Exercise description: Recast the records from the line with "For every instance of the white" to the line with "pixel 88 83", both included, as a Markdown table with a Number column counting from 1 and an Entry column holding each line, skipping blank lines.

[Start of Data for processing]

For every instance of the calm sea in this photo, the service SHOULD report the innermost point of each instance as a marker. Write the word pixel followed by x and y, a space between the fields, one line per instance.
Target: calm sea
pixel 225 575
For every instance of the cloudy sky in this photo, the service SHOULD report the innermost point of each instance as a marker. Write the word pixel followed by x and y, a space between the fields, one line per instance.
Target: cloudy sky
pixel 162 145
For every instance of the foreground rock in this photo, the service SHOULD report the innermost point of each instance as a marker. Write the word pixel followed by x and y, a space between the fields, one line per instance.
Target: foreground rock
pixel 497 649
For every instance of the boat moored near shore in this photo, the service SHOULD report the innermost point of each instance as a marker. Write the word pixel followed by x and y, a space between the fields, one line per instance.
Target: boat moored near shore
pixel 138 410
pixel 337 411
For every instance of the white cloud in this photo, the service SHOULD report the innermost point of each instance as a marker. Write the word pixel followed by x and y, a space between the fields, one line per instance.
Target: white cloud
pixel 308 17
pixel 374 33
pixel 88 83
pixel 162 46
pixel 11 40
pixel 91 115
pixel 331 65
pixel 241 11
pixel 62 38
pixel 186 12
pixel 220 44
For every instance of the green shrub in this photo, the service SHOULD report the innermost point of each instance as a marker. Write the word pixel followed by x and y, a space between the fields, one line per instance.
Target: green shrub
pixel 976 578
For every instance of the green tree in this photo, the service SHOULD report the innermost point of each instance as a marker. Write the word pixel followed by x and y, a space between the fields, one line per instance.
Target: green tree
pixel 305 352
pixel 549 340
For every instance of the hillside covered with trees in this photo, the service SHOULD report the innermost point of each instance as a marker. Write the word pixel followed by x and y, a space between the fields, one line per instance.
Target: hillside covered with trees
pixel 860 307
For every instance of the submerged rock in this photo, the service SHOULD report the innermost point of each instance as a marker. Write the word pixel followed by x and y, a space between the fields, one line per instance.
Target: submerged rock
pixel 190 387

[End of Data for processing]

Output for this exercise:
| Number | Entry |
|---|---|
| 1 | For every instance of the white cloud in this photo, the service SHOULD report the innermost point of each instance as a marker. Write the word pixel followed by x and y, a space between the fields, one line per instance. |
| 2 | Target: white cloud |
| 3 | pixel 308 17 |
| 4 | pixel 374 33 |
| 5 | pixel 88 83 |